§ **What is being asked**: Copy out every one of the following lines word for word, changing nothing.

▼

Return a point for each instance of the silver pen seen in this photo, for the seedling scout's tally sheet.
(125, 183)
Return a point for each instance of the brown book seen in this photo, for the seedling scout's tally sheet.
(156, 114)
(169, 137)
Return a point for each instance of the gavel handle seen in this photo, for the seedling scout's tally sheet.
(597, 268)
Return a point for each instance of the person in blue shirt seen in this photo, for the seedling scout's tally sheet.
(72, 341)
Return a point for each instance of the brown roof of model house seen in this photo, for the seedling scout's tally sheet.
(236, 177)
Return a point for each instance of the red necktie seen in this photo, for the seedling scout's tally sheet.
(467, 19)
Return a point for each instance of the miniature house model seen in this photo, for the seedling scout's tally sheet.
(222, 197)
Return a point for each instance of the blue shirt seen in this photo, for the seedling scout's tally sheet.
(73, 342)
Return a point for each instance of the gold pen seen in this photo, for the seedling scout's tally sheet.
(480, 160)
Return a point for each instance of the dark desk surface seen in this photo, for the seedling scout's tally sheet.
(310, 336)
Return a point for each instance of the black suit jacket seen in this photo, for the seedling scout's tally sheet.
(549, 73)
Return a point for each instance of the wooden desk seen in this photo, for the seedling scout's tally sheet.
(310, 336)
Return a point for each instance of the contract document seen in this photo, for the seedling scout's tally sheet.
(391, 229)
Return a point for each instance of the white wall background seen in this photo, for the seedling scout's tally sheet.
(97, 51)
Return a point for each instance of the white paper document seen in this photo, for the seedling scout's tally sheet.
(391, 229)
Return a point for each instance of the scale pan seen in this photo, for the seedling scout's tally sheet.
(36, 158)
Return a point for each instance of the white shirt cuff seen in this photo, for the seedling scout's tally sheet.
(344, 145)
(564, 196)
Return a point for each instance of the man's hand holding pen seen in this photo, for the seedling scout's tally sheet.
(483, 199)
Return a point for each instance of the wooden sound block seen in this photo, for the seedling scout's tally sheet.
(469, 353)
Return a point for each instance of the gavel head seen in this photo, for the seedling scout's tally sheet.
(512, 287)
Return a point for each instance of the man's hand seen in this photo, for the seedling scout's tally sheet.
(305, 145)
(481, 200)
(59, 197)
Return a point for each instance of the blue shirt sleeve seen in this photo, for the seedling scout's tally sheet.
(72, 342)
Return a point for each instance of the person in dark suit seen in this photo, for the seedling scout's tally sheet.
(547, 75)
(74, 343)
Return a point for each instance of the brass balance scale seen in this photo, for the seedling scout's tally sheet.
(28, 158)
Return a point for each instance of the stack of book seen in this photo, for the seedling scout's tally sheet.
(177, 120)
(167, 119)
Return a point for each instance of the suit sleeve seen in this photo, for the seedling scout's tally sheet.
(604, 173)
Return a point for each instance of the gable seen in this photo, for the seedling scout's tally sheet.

▲

§ **Final result**:
Return a point for each instance of the silver pen seen in this photo, for the seedling scout's tally sheet.
(125, 183)
Return a point for each instance of the brown book seen in this photo, for the seedling scout's tally sheet.
(156, 114)
(169, 137)
Return a point for each instance of the gavel handle seen in this photo, for the seedling scout's tally sheet.
(597, 268)
Return a point for each instance of the person in blue shirt seen in this photo, for the seedling scout's tally sheet.
(72, 341)
Return a point for each instance of the brown roof of model house seen in this photo, for the seedling scout's tally sheet.
(236, 177)
Return a point for each instance of the red necktie seen in this photo, for the seedling scout's tally sheet.
(467, 19)
Return a point for each instance of the miniature house model seen in this photo, for the seedling scout's tally sheet.
(222, 197)
Return a point for each instance of the blue shirt seen in this photo, for the seedling scout's tally sheet.
(73, 342)
Return a point for each instance of the gold pen seen in this photo, for the seedling scout's tally sheet.
(480, 160)
Return a point for each instance of the dark desk surface seen in this photo, for the seedling scout's tally sheet.
(310, 336)
Return a point for each instance of the black suit jacket seen in this photo, for the seedling scout's tally sheet.
(549, 73)
Return a point for each instance of the wooden desk seen in this photo, for the seedling scout's tally sheet.
(310, 336)
Return a point for each instance of the contract document seen in this photo, for the seedling scout's tally sheet.
(391, 229)
Return a point for each instance of the white wall background seen in this photo, for the seedling scout's tally sheet.
(97, 51)
Return a point for each instance of the white paper document seen in this photo, for the seedling scout's tally sheet.
(391, 229)
Return a point for each instance of the scale pan seen in this photo, for the seedling scout's tally sheet.
(36, 158)
Return a point for each instance of the white shirt cuff seen in this photo, for the seedling scout's tally sheet.
(344, 145)
(564, 196)
Return a point for each instance of the man's hand holding pen seen in this photo, for the seedling scout's tally sheet.
(483, 199)
Return a point for each instance of the wooden sound block seen in this photo, for the seedling scout's tally sheet.
(469, 353)
Return a point for each instance of the gavel head seen in this photo, for the seedling scout's tally sheet.
(512, 287)
Return a point for each instance of the man's hand seen in this photo, for the seedling scout's tally sheet.
(305, 145)
(481, 200)
(59, 197)
Return a point for each instance of the blue shirt sleeve seen in this photo, for the seedling scout's tally sheet.
(72, 342)
Return a point for each instance of the person in dark suit seen in this photo, for the seedling scout's tally sheet.
(547, 75)
(74, 343)
Return a point for each instance of the brass balance scale seen in this photo, for the seedling scout's tally sheet.
(28, 158)
Return a point for each instance of the stack of book seen in this photo, for the seedling scout's tally sheet.
(177, 120)
(167, 119)
Return a point for each instance of the suit sleeve seen in this photo, for the seedling scout's tally sheet.
(604, 173)
Return a point for each instance of the gable seen in this photo, for the seedling scout's tally sheet.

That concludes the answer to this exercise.